Reading text
-.-.-
Alexandria Ocasio-Cortez Code Switched – It’s Not the End of the World

So, Alexandria Ocasio-Cortez (AOC) got some heat – shocker – for allegedly using a southern, “Black”-tinged drawl while speaking at Reverend Al Sharpton’s National Action Network event last week. Atlantic Editor John McWhorter wrote an interesting piecedefending AOC, saying that she slipped into a pattern of speech that is likely entirely natural given her upbringing in close proximity to Black Americans in the Bronx – that basically she was code switching.

If you don’t know what that is, look it up. It’s a reality for people of color – a price of doing business I like to say, especially for those of us who work in corporate America. I’ve done it before, sometimes I still do it, and it often happens quite naturally. At its root, it’s a way to connect with people who you may not have intimate knowledge of – or a marked connection with – having perhaps grown up in a different neighborhood, cultural setting or socioeconomic bracket.

For a long time, I thought code switching was coat switching. I misheard the common phrase, but my version made perfect sense because when you do it – and many people of color do it regularly – you are essentially shaking off one mantle and donning another, however briefly, in order to communicate effectively with a particular audience.
-.-.-
Exercise requirements
(A) In the essay on code switching, why did the author's mistaken phrase "coat switching" seem to make perfect sense? Answer in one to three sentences.
(B) According to the essay on code switching, at whose event was Alexandria Ocasio-Cortez speaking when she drew criticism for her drawl?
The tasks don't require any of the material.
-.-.-
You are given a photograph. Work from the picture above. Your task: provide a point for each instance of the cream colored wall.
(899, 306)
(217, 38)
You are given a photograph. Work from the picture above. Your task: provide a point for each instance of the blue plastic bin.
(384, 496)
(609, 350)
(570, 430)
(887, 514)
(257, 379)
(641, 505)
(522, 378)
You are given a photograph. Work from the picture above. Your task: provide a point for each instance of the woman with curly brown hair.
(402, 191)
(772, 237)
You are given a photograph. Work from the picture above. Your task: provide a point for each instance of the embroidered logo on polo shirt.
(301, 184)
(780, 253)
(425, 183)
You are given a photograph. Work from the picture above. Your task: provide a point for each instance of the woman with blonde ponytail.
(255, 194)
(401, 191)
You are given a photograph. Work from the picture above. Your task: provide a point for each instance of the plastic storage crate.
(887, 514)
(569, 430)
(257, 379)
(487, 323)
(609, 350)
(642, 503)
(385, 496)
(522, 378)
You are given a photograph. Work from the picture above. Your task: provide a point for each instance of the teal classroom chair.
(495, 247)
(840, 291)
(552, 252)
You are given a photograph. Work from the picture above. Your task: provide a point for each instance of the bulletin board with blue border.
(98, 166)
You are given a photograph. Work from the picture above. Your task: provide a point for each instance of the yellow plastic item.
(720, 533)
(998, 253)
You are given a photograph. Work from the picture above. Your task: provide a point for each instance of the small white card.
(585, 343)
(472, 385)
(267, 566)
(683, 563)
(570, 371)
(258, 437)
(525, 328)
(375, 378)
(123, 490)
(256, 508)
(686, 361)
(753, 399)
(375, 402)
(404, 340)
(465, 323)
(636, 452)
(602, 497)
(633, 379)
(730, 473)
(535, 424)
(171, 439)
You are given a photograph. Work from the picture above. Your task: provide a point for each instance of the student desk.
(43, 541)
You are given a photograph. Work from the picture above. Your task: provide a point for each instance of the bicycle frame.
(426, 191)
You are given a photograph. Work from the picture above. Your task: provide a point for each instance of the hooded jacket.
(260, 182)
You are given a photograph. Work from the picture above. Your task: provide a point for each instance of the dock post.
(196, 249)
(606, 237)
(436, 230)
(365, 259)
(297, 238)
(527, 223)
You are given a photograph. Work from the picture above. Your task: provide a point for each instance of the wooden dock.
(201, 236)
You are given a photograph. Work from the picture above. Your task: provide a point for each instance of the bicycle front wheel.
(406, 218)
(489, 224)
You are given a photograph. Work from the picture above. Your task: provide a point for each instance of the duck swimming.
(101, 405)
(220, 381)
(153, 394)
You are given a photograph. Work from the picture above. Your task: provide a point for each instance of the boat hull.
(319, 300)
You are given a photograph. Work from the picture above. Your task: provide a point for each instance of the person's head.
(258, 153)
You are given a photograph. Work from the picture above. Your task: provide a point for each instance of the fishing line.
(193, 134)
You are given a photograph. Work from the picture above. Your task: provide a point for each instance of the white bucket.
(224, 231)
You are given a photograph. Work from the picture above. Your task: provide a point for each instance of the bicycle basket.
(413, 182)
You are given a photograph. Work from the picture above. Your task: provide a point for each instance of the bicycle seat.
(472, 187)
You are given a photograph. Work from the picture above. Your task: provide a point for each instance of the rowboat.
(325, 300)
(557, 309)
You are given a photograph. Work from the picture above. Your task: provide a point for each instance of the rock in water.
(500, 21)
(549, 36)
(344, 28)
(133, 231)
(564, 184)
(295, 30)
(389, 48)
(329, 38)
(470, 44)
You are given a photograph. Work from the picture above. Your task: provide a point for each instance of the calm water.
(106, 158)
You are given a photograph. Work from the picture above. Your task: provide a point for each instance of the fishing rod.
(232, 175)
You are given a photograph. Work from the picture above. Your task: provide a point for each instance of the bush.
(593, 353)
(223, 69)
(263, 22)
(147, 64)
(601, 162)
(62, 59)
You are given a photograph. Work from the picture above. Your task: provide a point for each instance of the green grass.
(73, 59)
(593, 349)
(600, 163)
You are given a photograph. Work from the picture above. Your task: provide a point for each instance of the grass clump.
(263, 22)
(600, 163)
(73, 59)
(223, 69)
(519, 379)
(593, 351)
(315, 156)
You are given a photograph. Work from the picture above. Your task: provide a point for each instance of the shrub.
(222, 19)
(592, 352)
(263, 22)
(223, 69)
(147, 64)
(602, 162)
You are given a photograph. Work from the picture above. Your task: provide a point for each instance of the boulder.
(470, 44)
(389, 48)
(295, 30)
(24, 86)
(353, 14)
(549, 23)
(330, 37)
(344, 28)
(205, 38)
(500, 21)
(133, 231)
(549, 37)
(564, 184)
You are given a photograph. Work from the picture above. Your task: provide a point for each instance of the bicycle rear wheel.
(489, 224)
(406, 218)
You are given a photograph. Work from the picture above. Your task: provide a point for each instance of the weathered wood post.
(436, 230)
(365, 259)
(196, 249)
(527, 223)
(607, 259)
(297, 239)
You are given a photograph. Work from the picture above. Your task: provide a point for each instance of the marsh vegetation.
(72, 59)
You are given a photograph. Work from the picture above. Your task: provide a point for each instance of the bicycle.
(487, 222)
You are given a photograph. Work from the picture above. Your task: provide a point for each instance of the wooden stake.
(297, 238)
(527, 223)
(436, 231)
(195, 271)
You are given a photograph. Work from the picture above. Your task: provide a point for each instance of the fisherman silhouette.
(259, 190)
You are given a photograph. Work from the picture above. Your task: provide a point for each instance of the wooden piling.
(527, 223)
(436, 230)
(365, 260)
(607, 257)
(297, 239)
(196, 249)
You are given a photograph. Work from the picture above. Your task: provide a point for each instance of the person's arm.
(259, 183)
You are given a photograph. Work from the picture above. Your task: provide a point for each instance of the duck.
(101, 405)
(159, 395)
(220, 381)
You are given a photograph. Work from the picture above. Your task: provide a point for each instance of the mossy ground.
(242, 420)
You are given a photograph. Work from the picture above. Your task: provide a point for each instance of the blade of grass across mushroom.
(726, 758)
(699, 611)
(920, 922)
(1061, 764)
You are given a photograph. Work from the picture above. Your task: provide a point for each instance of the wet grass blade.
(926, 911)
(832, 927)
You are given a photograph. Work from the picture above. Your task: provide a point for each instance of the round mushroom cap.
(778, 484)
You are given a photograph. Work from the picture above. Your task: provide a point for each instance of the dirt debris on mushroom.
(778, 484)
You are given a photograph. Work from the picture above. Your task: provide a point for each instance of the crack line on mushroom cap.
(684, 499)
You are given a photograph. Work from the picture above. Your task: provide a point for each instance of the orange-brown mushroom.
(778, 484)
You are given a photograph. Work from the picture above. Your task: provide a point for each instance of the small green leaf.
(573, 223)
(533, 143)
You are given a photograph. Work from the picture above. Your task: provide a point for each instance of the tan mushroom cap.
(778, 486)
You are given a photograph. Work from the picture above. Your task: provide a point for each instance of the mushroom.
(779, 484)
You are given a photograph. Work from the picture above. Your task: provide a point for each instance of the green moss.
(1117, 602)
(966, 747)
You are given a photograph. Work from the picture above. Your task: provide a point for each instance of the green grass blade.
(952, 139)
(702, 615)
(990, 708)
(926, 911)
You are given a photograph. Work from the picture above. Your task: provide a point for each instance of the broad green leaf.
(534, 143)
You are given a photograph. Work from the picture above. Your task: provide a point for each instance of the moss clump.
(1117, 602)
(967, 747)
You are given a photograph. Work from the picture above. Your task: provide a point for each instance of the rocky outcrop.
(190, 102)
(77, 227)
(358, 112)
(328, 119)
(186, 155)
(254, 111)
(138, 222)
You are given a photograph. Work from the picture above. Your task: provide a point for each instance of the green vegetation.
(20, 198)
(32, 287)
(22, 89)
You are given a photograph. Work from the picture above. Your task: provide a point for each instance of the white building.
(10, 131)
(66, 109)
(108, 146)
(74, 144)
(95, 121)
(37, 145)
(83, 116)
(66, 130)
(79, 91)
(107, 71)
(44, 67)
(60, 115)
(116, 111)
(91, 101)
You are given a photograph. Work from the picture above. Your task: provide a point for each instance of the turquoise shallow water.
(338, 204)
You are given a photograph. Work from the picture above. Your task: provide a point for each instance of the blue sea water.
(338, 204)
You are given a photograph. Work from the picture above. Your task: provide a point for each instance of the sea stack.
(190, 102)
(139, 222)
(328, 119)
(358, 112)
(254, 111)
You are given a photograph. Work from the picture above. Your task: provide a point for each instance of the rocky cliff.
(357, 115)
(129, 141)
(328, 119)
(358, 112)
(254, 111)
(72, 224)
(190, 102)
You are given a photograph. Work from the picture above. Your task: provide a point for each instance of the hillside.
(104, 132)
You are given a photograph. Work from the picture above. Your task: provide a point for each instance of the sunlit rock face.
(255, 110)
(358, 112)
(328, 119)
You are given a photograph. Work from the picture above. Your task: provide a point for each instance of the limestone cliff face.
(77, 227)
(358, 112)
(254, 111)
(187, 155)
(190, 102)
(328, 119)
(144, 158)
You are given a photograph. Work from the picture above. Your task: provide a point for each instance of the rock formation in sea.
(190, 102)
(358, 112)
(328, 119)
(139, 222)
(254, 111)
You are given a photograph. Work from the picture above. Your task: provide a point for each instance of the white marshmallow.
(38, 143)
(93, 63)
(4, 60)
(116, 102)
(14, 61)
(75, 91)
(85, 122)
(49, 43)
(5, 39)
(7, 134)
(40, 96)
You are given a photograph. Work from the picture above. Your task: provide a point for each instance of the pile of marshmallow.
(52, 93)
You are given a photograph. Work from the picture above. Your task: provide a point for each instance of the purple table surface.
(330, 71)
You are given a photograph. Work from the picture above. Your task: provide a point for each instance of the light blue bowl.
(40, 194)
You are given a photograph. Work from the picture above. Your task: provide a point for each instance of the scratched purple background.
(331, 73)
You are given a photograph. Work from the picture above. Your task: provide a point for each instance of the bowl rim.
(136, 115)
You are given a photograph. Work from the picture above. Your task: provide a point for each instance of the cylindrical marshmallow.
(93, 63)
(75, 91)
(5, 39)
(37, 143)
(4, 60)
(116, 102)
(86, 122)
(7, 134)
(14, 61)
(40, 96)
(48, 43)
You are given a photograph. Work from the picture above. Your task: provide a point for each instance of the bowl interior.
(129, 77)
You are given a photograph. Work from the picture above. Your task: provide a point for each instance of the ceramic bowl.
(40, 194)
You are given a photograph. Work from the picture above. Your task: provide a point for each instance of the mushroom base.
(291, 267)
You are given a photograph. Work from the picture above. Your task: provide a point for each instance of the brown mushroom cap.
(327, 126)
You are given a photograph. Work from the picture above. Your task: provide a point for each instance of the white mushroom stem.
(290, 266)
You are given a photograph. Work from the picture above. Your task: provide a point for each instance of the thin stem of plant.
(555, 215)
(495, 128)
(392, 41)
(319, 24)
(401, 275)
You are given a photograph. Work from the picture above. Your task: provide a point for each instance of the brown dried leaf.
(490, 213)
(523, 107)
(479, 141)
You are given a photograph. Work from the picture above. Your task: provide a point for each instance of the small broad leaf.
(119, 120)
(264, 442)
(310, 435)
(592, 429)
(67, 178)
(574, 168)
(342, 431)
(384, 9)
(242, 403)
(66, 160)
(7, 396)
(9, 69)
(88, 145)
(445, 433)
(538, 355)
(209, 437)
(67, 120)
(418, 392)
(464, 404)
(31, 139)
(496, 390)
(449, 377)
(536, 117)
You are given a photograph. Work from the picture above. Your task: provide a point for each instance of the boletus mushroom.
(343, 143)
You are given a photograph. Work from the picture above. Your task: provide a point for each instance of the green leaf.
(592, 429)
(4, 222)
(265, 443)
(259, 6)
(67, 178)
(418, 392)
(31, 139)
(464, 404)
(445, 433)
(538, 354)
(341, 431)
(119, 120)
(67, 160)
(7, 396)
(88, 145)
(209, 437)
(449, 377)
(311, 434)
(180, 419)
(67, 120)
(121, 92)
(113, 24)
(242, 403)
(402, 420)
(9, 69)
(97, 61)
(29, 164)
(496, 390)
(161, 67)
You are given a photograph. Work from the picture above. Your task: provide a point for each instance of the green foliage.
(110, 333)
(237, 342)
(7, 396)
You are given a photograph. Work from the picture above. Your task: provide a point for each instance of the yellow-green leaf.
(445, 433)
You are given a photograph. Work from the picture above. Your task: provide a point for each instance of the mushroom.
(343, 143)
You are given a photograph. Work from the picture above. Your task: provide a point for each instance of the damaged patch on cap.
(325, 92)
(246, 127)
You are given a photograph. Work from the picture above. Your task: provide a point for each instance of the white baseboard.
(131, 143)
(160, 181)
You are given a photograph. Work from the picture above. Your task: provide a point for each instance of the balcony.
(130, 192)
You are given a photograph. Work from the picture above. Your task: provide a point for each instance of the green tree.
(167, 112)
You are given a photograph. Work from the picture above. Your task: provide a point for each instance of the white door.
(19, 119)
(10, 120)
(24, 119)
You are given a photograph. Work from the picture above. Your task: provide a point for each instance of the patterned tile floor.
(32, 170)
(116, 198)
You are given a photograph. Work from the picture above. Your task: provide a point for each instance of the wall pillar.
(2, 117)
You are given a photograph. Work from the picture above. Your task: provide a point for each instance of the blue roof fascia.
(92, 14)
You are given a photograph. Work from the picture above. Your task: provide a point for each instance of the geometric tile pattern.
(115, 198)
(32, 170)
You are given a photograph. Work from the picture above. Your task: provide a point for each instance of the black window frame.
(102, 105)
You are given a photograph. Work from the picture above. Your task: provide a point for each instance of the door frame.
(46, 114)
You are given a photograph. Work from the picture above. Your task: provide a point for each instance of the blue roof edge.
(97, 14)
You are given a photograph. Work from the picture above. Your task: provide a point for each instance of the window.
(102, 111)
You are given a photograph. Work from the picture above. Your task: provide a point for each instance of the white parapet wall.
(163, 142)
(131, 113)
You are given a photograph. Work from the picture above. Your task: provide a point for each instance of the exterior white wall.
-.-.-
Solutions to the exercise
(A) It made sense because code switching means shaking off one mantle and putting on another, however briefly. The purpose is to communicate effectively with a particular audience.

(B) She was speaking at Reverend Al Sharpton's National Action Network event.